Dataset excerpts:
################

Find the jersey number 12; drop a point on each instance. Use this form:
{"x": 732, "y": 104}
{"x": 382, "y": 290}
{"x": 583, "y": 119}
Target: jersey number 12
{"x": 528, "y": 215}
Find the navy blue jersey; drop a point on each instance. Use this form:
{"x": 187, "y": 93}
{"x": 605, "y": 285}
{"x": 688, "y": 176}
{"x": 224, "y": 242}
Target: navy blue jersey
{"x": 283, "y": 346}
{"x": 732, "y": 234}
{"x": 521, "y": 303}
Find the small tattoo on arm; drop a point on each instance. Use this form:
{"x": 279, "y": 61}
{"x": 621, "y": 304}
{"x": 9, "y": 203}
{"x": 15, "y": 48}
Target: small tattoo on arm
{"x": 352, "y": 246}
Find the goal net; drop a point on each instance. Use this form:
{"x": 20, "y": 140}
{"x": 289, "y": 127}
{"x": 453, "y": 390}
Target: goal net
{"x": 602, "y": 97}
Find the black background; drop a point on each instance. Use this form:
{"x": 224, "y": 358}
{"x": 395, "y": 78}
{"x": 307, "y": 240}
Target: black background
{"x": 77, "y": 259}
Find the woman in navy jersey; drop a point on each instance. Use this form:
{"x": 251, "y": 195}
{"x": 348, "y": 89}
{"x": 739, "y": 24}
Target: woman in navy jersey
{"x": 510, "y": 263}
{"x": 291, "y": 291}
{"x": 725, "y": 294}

################

Problem description: Return only those lines of the records that contain the string "instance".

Written answer:
Find the jersey number 12; drop a point on each instance. Use this form:
Find the navy blue jersey; drop a point on each instance. Use this form:
Find the small tattoo on arm; drop a point on each instance. Use this form:
Find the goal net; drop a point on each instance. Use this form:
Find the black background; drop a point on each instance. Use this form:
Find the woman in navy jersey; drop a point on each instance. Use this form:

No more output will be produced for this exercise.